[PATCH] drm/i915/guc: Add Compute context hint

Thu Feb 22 23:31:44 UTC 2024

On 2/22/2024 7:32 AM, Tvrtko Ursulin wrote:
>
> On 21/02/2024 21:28, Rodrigo Vivi wrote:
>> On Wed, Feb 21, 2024 at 09:42:34AM +0000, Tvrtko Ursulin wrote:
>>>
>>> On 21/02/2024 00:14, Vinay Belgaumkar wrote:
>>>> Allow user to provide a context hint. When this is set, KMD will
>>>> send a hint to GuC which results in special handling for this
>>>> context. SLPC will ramp the GT frequency aggressively every time
>>>> it switches to this context. The down freq threshold will also be
>>>> lower so GuC will ramp down the GT freq for this context more slowly.
>>>> We also disable waitboost for this context as that will interfere with
>>>> the strategy.
>>>>
>>>> We need to enable the use of Compute strategy during SLPC init, but
>>>> it will apply only to contexts that set this bit during context
>>>> creation.

- Given request A
Answer these questions about the patch email:
(i) Who wrote the message dated "21/02/2024 00:14"?
(ii) What does SLPC do every time it switches to a context with this hint?
(iii) What is disabled for such a context?
- Given request B
Reproduce the part of the patch email that begins at the words "Thu Feb 22 23:31:44" and ends after the words "context more slowly.".
- Given request C
Proceed with the patch email about the Compute context hint from the point where it stops.

- Entries from a point annotation set
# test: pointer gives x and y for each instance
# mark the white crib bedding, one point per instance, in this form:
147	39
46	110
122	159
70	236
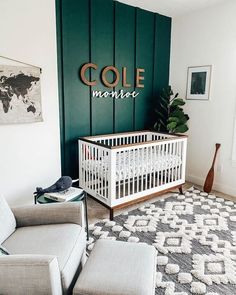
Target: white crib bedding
133	164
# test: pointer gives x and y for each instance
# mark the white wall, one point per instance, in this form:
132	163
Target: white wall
30	153
208	37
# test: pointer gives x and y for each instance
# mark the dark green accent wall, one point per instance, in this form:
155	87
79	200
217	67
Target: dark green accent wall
107	32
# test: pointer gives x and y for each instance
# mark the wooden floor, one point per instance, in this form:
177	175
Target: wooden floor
97	212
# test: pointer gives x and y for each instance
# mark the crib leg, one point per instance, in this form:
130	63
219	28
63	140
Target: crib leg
111	214
181	190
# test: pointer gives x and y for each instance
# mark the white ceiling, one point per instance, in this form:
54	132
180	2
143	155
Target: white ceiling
172	8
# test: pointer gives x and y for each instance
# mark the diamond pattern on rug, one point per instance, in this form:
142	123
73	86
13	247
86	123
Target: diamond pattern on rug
195	238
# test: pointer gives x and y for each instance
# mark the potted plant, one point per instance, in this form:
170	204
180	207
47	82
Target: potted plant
170	116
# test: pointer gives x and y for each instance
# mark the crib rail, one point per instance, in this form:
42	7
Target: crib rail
122	167
121	139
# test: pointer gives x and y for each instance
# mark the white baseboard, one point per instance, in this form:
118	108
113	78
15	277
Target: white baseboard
217	185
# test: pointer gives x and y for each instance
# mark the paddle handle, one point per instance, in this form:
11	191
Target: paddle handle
210	175
216	151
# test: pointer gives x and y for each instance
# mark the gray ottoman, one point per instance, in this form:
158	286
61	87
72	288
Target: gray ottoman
118	268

- Exercise response A
(i) Vinay Belgaumkar
(ii) It ramps the GT frequency aggressively.
(iii) Waitboost

- Exercise response B
Thu Feb 22 23:31:44 UTC 2024

On 2/22/2024 7:32 AM, Tvrtko Ursulin wrote:
>
> On 21/02/2024 21:28, Rodrigo Vivi wrote:
>> On Wed, Feb 21, 2024 at 09:42:34AM +0000, Tvrtko Ursulin wrote:
>>>
>>> On 21/02/2024 00:14, Vinay Belgaumkar wrote:
>>>> Allow user to provide a context hint. When this is set, KMD will
>>>> send a hint to GuC which results in special handling for this
>>>> context. SLPC will ramp the GT frequency aggressively every time
>>>> it switches to this context. The down freq threshold will also be
>>>> lower so GuC will ramp down the GT freq for this context more slowly.

- Exercise response C
>>>>
>>>> Userland can check whether this feature is supported using a new 
>>>> param-
>>>> I915_PARAM_HAS_COMPUTE_CONTEXT. This flag is true for all guc 
>>>> submission
>>>> enabled platforms since they use SLPC for freq management.
>>>>
>>>> The Mesa usage model for this flag is here -
>>>> https://gitlab.freedesktop.org/sushmave/mesa/-/commits/compute_hint
>>>
>>> This allows for setting it for the whole application, correct? Upsides,
>>> downsides? Are there any plans for per context?
>>
>> Currently there's no extension on a high level API 
>> (Vulkan/OpenGL/OpenCL/etc)
>> that would allow the application to hint for power/freq/latency. So 
>> Mesa cannot
>> decide when to hint. So their solution was to use .drirc and make 
>> per-application
>> decision.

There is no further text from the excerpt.